[Recorded data]
+ + + + + + +
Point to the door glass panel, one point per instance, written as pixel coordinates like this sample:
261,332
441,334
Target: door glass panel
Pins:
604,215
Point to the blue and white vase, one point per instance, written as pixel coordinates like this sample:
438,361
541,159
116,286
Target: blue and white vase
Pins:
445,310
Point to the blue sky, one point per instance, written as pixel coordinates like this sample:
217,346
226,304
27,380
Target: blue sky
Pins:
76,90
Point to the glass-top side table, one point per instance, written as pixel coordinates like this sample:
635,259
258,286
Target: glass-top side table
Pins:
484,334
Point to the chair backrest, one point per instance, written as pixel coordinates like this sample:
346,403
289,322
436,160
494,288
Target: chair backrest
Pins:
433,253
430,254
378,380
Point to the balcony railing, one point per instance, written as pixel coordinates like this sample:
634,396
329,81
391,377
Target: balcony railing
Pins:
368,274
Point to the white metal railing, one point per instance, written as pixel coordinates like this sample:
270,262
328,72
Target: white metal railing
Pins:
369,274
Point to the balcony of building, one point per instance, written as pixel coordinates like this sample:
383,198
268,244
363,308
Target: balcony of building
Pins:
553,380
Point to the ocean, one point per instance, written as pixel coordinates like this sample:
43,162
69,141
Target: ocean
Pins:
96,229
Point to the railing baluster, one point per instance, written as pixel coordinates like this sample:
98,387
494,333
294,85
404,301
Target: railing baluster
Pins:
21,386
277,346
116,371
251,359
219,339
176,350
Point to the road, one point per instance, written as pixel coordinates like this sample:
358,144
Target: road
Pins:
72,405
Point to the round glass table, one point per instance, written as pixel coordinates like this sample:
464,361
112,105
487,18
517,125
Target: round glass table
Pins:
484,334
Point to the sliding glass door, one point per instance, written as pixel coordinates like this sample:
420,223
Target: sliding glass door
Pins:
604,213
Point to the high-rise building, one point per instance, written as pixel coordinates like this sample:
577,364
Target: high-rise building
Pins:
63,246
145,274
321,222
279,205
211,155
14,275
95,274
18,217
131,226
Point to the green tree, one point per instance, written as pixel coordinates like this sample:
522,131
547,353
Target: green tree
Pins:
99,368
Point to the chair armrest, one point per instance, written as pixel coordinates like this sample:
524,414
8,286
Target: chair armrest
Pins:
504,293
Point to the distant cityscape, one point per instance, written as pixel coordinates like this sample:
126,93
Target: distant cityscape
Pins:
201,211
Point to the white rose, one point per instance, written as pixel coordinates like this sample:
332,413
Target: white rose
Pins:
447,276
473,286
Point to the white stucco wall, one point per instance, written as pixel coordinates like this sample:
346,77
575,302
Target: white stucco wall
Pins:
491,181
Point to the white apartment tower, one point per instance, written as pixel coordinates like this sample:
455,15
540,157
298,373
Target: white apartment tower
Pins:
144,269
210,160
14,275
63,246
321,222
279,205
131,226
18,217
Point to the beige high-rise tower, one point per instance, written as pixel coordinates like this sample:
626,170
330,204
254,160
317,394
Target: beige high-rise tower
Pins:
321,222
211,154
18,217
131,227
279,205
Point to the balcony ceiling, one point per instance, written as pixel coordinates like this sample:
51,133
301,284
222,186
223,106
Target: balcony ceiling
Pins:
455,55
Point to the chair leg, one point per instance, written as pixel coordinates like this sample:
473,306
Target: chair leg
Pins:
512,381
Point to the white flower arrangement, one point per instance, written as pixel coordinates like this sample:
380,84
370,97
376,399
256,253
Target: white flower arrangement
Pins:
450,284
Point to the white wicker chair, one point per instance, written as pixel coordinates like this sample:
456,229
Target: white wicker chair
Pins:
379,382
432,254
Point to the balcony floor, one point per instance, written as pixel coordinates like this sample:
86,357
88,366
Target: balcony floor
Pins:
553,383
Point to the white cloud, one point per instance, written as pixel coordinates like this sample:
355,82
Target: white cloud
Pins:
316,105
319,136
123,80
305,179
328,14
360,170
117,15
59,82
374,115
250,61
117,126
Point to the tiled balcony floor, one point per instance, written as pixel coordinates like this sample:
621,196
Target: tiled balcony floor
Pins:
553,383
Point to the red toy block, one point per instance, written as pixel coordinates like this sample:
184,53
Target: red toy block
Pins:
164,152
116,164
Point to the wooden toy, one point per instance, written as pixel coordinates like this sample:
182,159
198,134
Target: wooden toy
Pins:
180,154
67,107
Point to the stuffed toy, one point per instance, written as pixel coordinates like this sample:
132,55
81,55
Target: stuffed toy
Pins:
+ + + + + + +
▸ EXERCISE REQUIREMENTS
Exactly as given, repeat each line above.

▸ TASK RESULT
Point to the door glass panel, one point per instance, written as pixel coordinates like this sample:
261,332
441,334
Target: door glass panel
Pins:
604,215
Point to the blue and white vase, one point per instance, written as pixel coordinates like this sample:
438,361
541,159
116,286
Target: blue and white vase
Pins:
445,310
Point to the blue sky, one point per instance, written as pixel coordinates like this sample:
217,346
226,304
27,380
Target: blue sky
Pins:
76,90
Point to the glass-top side table, one point per instance, written as pixel coordinates like this sample:
635,259
258,286
Target: glass-top side table
Pins:
484,334
Point to the chair backrest, one point per instance, written as pixel coordinates like this sample:
346,403
289,322
436,160
494,288
Target: chair backrest
Pins:
433,253
430,254
378,380
Point to the balcony railing, one point per instance, written as pixel coordinates like this sample:
634,396
329,81
391,377
Target: balcony railing
Pins:
368,274
Point to the white metal railing, one point per instance, written as pixel coordinates like this sample:
270,262
328,72
Target: white metal railing
Pins:
369,274
Point to the balcony of building, one point per instance, written as pixel coordinates like this sample:
383,198
268,244
363,308
Target: balcony of building
Pins:
553,380
Point to the ocean, one point per instance, written as pixel coordinates like this sample:
43,162
69,141
Target: ocean
Pins:
96,229
Point to the railing baluster, one point per instance, written as pixel coordinates like this sample:
98,387
494,333
294,85
404,301
Target: railing baluster
Pins:
21,386
277,346
116,371
251,359
219,339
176,350
Point to the road, one point per instance, written as pixel coordinates like this sample:
358,144
Target: road
Pins:
72,405
Point to the round glass table, one point per instance, written as pixel coordinates like this sample:
464,361
112,105
487,18
517,125
Target: round glass table
Pins:
484,334
Point to the sliding glass door, one point per instance, written as pixel coordinates like this sample:
420,223
Target: sliding glass door
Pins:
604,213
Point to the high-rise building, one point per instance, written as pixel coordinates like this sample:
577,364
Target: high-rise building
Pins:
63,246
145,274
321,222
279,205
211,155
14,275
95,274
18,217
131,226
Point to the green tree, one point per instance, written as pixel coordinates like this sample:
522,131
547,353
Target: green tree
Pins:
99,368
Point to the chair armrest, one point per instance, written as pixel coordinates like this sample:
524,414
8,286
Target: chair armrest
Pins:
504,293
Point to the distant cityscape, one point per instance, written as pixel coordinates like this sample:
126,93
Target: distant cityscape
Pins:
201,211
Point to the white rose, one point per instance, written as pixel coordinates like this sample:
332,413
Target: white rose
Pins:
447,276
473,286
Point to the white stucco wall, one point per instance, written as pixel coordinates like this sample:
346,77
575,302
Target: white stucco wall
Pins:
491,181
Point to the white apartment tower, one point per instance, written as pixel coordinates like this sample:
455,15
540,157
298,373
Target: white apartment tower
Pins:
144,269
210,160
14,275
63,246
321,222
279,205
131,226
18,217
Point to the beige high-rise tower, one point per instance, written as pixel coordinates like this sample:
626,170
330,204
254,160
317,394
Target: beige high-rise tower
Pins:
321,222
211,154
18,217
131,227
279,205
Point to the balcony ceiling, one point per instance, written as pixel coordinates like this sample:
51,133
301,284
222,186
223,106
Target: balcony ceiling
Pins:
455,55
Point to the chair leg, one point per instance, written as pixel coordinates like this sample:
473,306
Target: chair leg
Pins:
512,381
Point to the white flower arrangement, one point per instance, written as pixel coordinates like this sample:
380,84
370,97
376,399
256,253
Target: white flower arrangement
Pins:
450,284
Point to the white wicker chair, one point per instance, written as pixel coordinates like this sample:
456,229
Target: white wicker chair
Pins:
379,382
432,254
Point to the balcony floor, one point per instance, written as pixel coordinates like this sample:
86,357
88,366
Target: balcony floor
Pins:
553,383
Point to the white cloud, one point per instance, written as pixel coordinates like this sample:
355,82
Target: white cloud
Pins:
316,105
319,136
123,80
305,179
328,14
360,170
117,15
59,82
374,115
250,61
117,126
Point to the tiled balcony floor, one point per instance, written as pixel coordinates like this sample:
621,196
Target: tiled balcony floor
Pins:
553,383
Point to the red toy block, one point per instance, written as pixel coordinates like this sample:
184,53
Target: red toy block
Pins:
164,152
116,164
Point to the wooden toy, one point per instance, written as pixel coordinates like this sample:
182,159
198,134
Target: wooden toy
Pins:
180,154
67,107
Point to the stuffed toy, one point per instance, written as pixel coordinates like this sample:
132,55
81,55
Target: stuffed toy
Pins:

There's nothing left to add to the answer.